= The task =
The records below are to be returned word for word, with pictures left out.
=== Input for this task ===
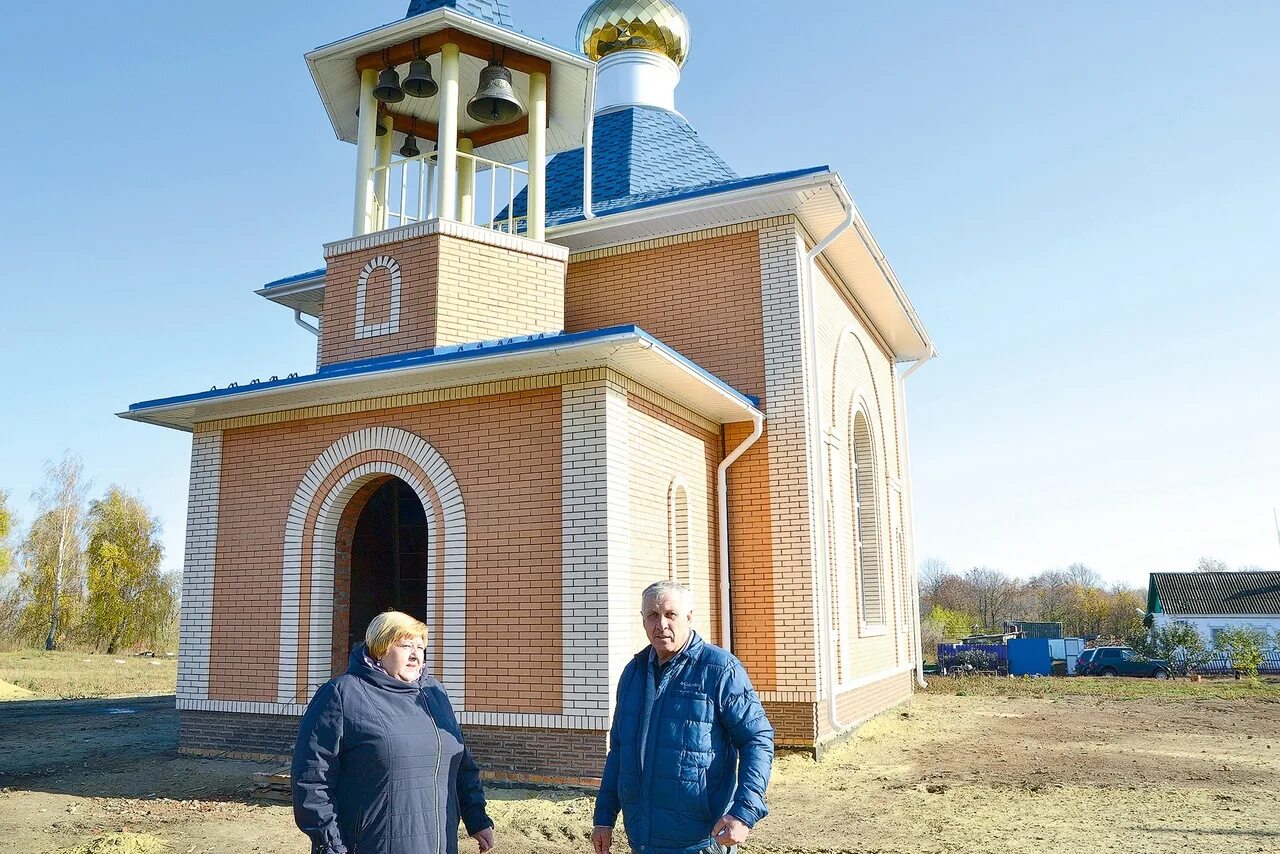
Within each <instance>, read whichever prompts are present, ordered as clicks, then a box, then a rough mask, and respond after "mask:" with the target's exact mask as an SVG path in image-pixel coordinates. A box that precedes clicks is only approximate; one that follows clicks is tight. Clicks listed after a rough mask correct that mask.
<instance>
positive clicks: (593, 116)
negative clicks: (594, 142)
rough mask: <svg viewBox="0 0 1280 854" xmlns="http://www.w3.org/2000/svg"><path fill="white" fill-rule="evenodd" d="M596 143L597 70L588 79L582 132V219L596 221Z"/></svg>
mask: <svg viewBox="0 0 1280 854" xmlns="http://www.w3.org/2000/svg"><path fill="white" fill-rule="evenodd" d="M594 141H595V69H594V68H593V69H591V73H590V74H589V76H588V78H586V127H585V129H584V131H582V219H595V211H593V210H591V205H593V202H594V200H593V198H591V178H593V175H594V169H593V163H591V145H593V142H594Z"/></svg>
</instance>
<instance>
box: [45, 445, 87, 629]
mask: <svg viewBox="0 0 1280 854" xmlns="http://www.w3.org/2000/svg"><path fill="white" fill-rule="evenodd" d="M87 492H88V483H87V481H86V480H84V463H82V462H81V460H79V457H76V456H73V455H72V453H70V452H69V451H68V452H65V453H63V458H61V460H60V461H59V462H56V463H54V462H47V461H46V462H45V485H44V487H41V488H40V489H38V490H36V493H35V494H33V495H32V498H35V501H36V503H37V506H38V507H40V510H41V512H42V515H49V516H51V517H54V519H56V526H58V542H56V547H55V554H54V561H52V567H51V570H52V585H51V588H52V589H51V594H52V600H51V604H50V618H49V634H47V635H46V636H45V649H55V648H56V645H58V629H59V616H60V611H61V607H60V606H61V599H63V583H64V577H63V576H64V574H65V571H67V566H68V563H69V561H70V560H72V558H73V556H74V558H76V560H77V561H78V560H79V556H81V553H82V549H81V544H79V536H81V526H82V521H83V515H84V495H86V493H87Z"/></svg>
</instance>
===
= Task response =
Within each <instance>, read whichever prompts are present, ordered as clicks, then a box, then a rough mask, and respond after "mask:" with the target's exact mask as an SVG path in image-pixel coordinates. A box that precedes clicks is only approximate; one that follows clicks is tight. Clicks listed after a rough mask correct that mask.
<instance>
positive clicks: (593, 116)
negative clicks: (594, 142)
rough mask: <svg viewBox="0 0 1280 854" xmlns="http://www.w3.org/2000/svg"><path fill="white" fill-rule="evenodd" d="M596 143L597 70L588 79L582 132V219L596 221Z"/></svg>
mask: <svg viewBox="0 0 1280 854" xmlns="http://www.w3.org/2000/svg"><path fill="white" fill-rule="evenodd" d="M594 141H595V69H594V68H593V69H591V73H590V74H589V76H588V78H586V127H585V129H584V131H582V219H595V211H593V210H591V205H593V202H594V200H593V198H591V178H593V175H594V169H593V163H591V145H593V142H594Z"/></svg>
</instance>
<instance>
box: [45, 445, 87, 629]
mask: <svg viewBox="0 0 1280 854" xmlns="http://www.w3.org/2000/svg"><path fill="white" fill-rule="evenodd" d="M87 492H88V483H87V481H86V480H84V463H82V462H81V460H79V457H76V456H73V455H72V453H70V452H69V451H68V452H65V453H63V458H61V460H60V461H59V462H56V463H54V462H47V461H46V462H45V485H44V487H41V488H40V489H38V490H36V493H35V494H33V495H32V498H35V501H36V503H37V506H38V507H40V510H41V512H42V515H49V516H51V517H54V519H56V526H58V542H56V547H55V554H54V561H52V567H51V570H52V585H51V588H52V589H51V594H52V600H51V604H50V618H49V634H47V635H46V636H45V649H55V648H56V645H58V629H59V616H60V611H61V607H60V606H61V599H63V583H64V577H63V576H64V574H65V571H67V566H68V563H69V561H70V560H72V558H73V556H74V558H76V560H77V561H78V560H79V556H81V553H82V549H81V544H79V536H81V526H82V521H83V515H84V495H86V493H87Z"/></svg>
</instance>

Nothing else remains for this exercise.